## Instructions to follow
Write out every entry below exactly as it appears. Pictures do not belong in the copy.
※
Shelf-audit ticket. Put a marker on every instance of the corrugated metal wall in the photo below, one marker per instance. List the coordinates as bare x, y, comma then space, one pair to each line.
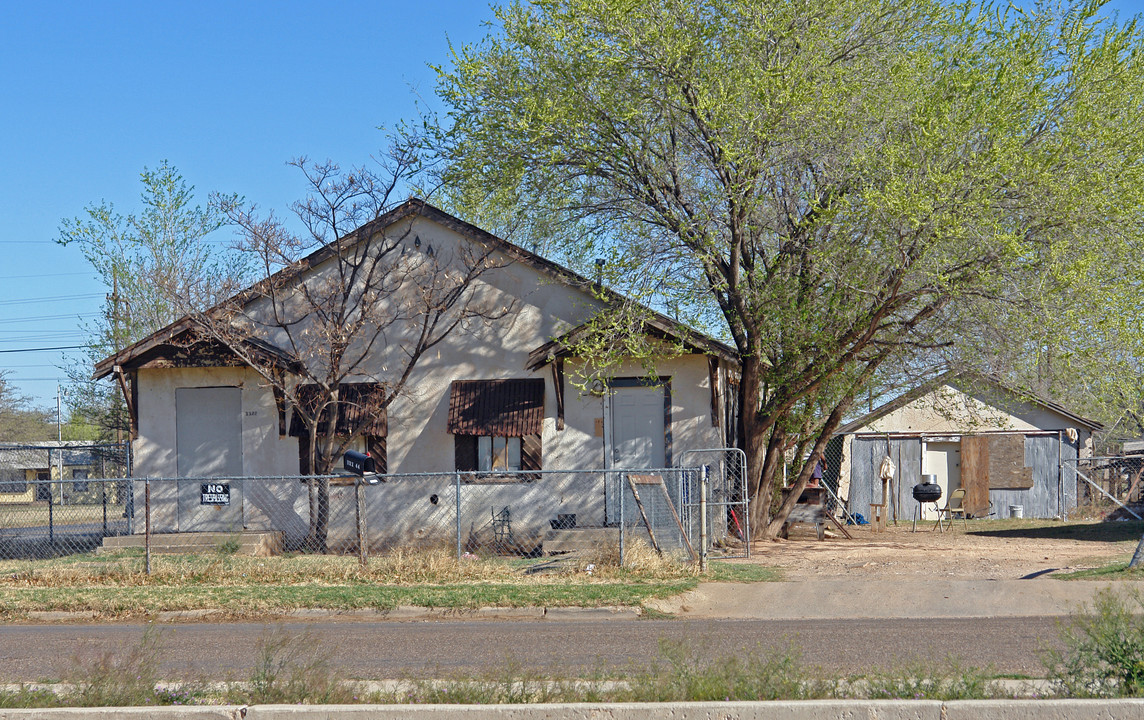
1042, 452
866, 485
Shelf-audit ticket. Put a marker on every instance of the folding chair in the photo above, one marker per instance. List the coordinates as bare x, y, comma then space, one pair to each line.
954, 506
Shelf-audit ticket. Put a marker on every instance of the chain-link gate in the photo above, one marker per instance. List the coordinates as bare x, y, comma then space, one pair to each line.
1110, 488
728, 522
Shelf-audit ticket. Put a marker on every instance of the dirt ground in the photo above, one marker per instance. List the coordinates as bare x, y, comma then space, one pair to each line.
988, 550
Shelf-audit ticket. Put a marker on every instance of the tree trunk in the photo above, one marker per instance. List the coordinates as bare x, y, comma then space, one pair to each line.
753, 441
1138, 555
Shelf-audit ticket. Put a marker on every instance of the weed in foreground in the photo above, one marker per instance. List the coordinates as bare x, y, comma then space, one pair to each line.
124, 680
30, 697
508, 686
950, 681
686, 677
292, 669
1104, 649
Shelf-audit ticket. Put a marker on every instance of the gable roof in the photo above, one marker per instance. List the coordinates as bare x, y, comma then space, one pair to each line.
952, 376
658, 323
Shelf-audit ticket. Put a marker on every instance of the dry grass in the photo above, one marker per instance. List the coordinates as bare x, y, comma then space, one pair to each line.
403, 567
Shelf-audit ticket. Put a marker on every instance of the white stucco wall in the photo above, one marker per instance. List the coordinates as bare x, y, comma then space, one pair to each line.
155, 450
418, 440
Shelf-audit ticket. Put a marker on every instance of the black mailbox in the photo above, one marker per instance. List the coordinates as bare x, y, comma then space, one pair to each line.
357, 463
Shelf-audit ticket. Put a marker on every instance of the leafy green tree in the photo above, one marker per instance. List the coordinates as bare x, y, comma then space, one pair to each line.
155, 263
20, 421
848, 190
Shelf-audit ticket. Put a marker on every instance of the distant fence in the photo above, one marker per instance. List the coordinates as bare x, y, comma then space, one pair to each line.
62, 498
1111, 487
511, 514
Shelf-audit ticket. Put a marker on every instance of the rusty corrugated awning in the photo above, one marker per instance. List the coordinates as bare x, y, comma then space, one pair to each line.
358, 408
498, 408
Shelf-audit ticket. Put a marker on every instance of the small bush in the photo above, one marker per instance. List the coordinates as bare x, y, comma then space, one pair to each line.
294, 670
30, 697
685, 677
1104, 649
916, 680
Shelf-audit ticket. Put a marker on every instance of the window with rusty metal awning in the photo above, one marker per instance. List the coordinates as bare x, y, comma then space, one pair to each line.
497, 424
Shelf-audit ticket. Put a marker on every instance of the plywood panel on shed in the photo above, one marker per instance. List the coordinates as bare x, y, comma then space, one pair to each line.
1007, 463
975, 473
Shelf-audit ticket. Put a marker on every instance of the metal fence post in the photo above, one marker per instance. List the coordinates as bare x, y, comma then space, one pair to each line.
619, 488
457, 490
702, 519
147, 512
359, 501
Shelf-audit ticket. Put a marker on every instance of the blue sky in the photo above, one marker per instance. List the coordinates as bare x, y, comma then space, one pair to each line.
228, 92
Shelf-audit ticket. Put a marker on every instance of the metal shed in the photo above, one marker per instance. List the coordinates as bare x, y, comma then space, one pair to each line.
1041, 482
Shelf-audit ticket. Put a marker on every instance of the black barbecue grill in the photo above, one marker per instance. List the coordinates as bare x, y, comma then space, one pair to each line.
927, 491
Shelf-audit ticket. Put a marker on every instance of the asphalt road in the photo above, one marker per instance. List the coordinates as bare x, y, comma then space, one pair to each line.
399, 649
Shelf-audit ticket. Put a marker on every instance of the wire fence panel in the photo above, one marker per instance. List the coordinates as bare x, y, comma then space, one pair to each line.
511, 515
650, 503
1111, 487
728, 501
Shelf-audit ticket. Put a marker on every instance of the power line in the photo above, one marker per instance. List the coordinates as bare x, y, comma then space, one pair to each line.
64, 347
18, 379
33, 318
47, 276
52, 299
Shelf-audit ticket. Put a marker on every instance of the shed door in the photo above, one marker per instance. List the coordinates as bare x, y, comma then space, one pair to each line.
208, 432
637, 427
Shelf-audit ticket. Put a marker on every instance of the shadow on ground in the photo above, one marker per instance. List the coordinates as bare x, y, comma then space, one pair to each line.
1088, 532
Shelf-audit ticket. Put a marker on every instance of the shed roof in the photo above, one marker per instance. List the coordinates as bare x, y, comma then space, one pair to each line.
952, 376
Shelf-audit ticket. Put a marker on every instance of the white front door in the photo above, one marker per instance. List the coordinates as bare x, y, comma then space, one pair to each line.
208, 443
637, 427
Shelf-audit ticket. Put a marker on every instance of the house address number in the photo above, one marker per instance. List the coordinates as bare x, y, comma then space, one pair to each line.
215, 493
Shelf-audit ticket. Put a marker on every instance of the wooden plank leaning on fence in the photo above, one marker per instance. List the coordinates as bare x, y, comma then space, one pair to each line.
653, 481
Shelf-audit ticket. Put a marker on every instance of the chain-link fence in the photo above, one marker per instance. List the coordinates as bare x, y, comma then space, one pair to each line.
1110, 487
728, 522
531, 514
62, 498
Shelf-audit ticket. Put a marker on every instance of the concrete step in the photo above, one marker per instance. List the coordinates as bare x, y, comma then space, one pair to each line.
259, 544
577, 539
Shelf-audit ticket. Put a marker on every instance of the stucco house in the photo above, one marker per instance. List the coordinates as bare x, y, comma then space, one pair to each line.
1007, 449
498, 395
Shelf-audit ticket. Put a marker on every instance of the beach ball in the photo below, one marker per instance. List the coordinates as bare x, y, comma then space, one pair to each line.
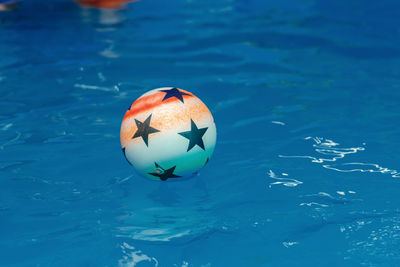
168, 133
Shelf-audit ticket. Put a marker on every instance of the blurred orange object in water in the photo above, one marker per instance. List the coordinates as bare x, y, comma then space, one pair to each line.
111, 4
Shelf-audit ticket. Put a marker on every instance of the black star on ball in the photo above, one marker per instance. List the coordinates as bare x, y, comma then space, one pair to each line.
195, 136
144, 129
162, 173
174, 92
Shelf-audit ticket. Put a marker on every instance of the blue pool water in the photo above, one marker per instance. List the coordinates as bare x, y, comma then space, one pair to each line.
306, 98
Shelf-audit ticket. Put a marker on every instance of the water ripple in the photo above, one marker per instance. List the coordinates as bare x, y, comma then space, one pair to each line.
289, 182
328, 147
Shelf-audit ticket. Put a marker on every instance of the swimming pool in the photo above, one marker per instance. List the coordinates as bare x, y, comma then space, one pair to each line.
305, 97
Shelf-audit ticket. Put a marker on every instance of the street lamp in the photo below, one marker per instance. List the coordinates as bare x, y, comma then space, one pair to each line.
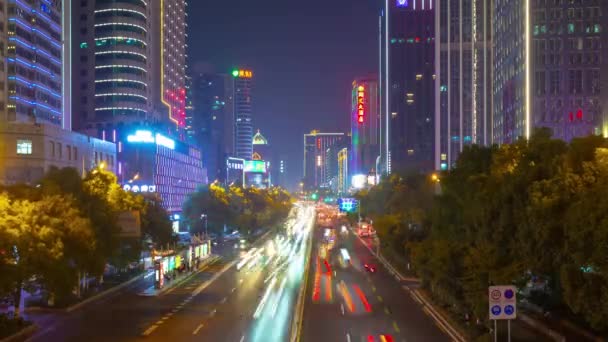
※
## Written answer
Shelf-audit ticket. Put a marker on every instance of the corrugated metal wall in the photo below, one marker per instance. List the coordinates as bare x, y, comma then space, one pair to each line.
1042, 452
866, 485
Shelf-audit ticket. Put a marker on every instance of the folding chair in the photo above, one marker per instance. List the coordinates as bare x, y, comma then space, one pair to each line.
954, 506
Shelf-audit ticket. Put a marker on every instance of the chain-link gate in the photo above, one marker per instance. List the coordinates as bare x, y, comma then space, one pair to each line.
1110, 488
728, 522
Shelf-audit ticket. Put a marker on every instance of the dirt ground in the photo above, one marker per instance. List the coordinates as bare x, y, comma then space, one pair to each line.
988, 550
Shelf-audit ticket. Put a marker on every instance of the tree trunk in the photo above, one marker per instance. List the coordinates as bare x, y, comma then space, one pair to each line.
753, 441
1138, 555
Shelf-audit ticket. Put a marker on every instance of the weed in foreground in the photo above, one marker per instance. List the coordinates as bare x, y, comma then space, one pair to each line.
124, 680
30, 697
508, 686
950, 681
686, 677
292, 669
1104, 649
Shelf-audit ticket. Put a marker on every instance of the gable roof in the photo above, one marker per instance. List the coordinates as bare x, y, comma then space, one pair to each line.
952, 376
658, 323
Shelf-audit ticket. Put a marker on every instance of the dry grass in the photo above, one marker per instance. List the coordinates as bare x, y, comma then space, one pair to each line.
403, 567
Shelf-audit ticket. Put a marker on every instance of the white stucco wall in the photo above, one marker per instance. List the coordinates as bare x, y, comma then space, one pair to each line.
155, 450
418, 440
Shelf-audit ticket. Put a marker on every instance of the black mailbox in the photo above, one marker per instance. List the coordinates as bare x, y, comma then space, one pair to each line.
357, 463
Shelf-audit ticket. Put a marker on every instance of the leafy green tree in the photo above, one marker per instance. List the coordinates as bare x, y, comma then space, one pair to each line.
155, 263
20, 421
848, 190
Shelf-audit ticket. Put a marker on every instance of the distant fence in the photo above, one marker per instance. List the coordinates as bare x, y, comma then space, one pair to each line.
62, 498
1111, 487
511, 514
Shelf-audit ticket. Put a marker on every instance of the rusty corrugated awning in the photo above, one marker per instance. List the coordinates as bare x, y, comma then space, one pair to each line.
358, 408
498, 408
Shelf-audit ticket. Put a marker on every instance of the small bush in the photo above, one marker per instance. List the coordinates as bare x, y, comma then space, one pair to each line.
294, 670
30, 697
685, 677
1104, 649
916, 680
Shelf-audit ticket. Put a marker on every instance of the window with rusty metal awning in the photo above, one marker per instance. List the coordinates as bare x, y, comma then space, one pair to each line.
497, 424
Shelf-audit ticket. Put a marker on every instance of the plywood panel on shed in the photo above, one marker per instance. List the coordinates as bare x, y, comma then space, one pair to each line.
1007, 463
975, 473
Shelf-audit ticket. Put a marker on every instance of the metal fence post in the photo above, one marker per instance. List the coordinates as bare x, y, comma then space, one pair to each line.
619, 488
457, 490
702, 519
147, 512
359, 501
Shelf-audit ticket. Put a marker on every instance of the blue sky in the photo above, one marker per instance. List the coordinates as bare x, y, comma then space, one pair to each line.
228, 92
Shelf-audit ticket. Put a marker on every instance of the metal shed in the photo above, one marker per instance. List the coordinates as bare x, y, comma then space, one pair to each line.
1041, 482
Shelf-audit ticket. Put a marker on every instance of the black barbecue grill in the photo above, one marker per instance. List the coordinates as bare x, y, comma then space, one pair to each line.
927, 491
Shelf-audit ticket. Put a marker on every instance of the asphalt road in the photo above, one marker per instance. List the coordinates as bare x, y, comma then space, one pair to each line.
399, 649
Shelf-audit ticket. Put a marker on every instance of the wire fence panel in the photo above, one marker per instance. List the coordinates as bare x, y, comma then space, one pair to each line.
511, 515
650, 503
1111, 487
728, 501
Shelf-audit ticket. Put a marker on every instance of the power line in the photo above, one marker per instance. List the coordinates as bare x, y, comma then space, one pair to each line.
64, 347
18, 379
33, 318
47, 276
52, 299
Shelf-audit ticket. Put a marker on every instance of the shed door in the photo above, one marker per instance. List the coordinates as bare x, y, comma then space, one pair to each line.
208, 432
637, 427
Shelf-audit ticket. Put a marker on every instance of the shadow on ground in the photo above, one marker per instance. List the coordinates as bare x, y, comma then space, one pair to each line.
1088, 532
Shelf-audit ticket. Put a marker on every instance of the shed roof in the photo above, one marker per instance. List the coordinates as bare x, y, comma then space, one pair to each line.
952, 376
Shelf-audit ticket. Put a marker on every instance of the white front door in the photo above, one marker per instance. List the coordinates as bare x, y, comma then space, one pair to each line.
208, 443
637, 427
Shelf-audit ticket. Put a marker on every instance of the house address number in the photo above, one marker per instance. List the coordinates as bare x, y, comma then space, one pair to each line.
215, 493
Shelf-audit ticket. Put a marker on every instance of the wooden plank leaning on fence in the photo above, one marker per instance. List the coordinates as bare x, y, comma then space, one pair to each line.
653, 481
Shelf-audit ticket. Put a marker on every instance of the chain-link fence in the photo above, one marker per instance. List the coordinates as bare x, y, comma then space, one pair to each line.
1110, 487
728, 522
531, 514
62, 498
Shelf-audit ticket. Put a marker on every instance of the concrete step in the photo above, one marker per instance. List the coordinates as bare x, y, comma then space, one pair to each line.
259, 544
577, 539
Shelf-audit ticket. Put a marker on every instance of the stucco house in the photo above, one marker per instance. List the coordinates as bare x, y, comma then space, one pair to each line.
1007, 449
498, 395
Shelf-audit ticket. Put a marker on every instance of the beach ball in the photo below, one marker per instance. List the coordinates as bare x, y, comma then space, one pair to each line.
168, 133
Shelf-audit ticket. Put a marker on every instance of the blurred orange object in water in the photo above, one marker per instance. List the coordinates as bare x, y, comma then space, one pair to each line.
111, 4
Shelf-audit ticket. Put a marker on every instance of the black star on ball in the photo above, one marker per instance. List the coordinates as bare x, y, comma then space, one pair to each line.
195, 136
144, 129
162, 173
174, 92
Shelf-audit ticket. Put a marker on every instance of the blue pool water in the photo above, one marker per instance. List the coordinates as bare x, y, comma then space, one pair to each line.
306, 98
Shelf-audit ticket. Put a marker on every instance of the water ripple in the photo above, one marker per instance. List the coordinates as bare x, y, comma then space, one pair to each line.
289, 182
328, 147
Shelf-audit ticket. Put a marker on every instance of the swimming pool in the photo above, one marker per instance. List the coordinates as bare x, y, comma then space, one pair to each line.
305, 97
Shelf-audit ticket. Put a marker on every instance of the street lamp in the photo below, one marker per instance. List the coordinates as bare x, y, comma then space, one pair to each line.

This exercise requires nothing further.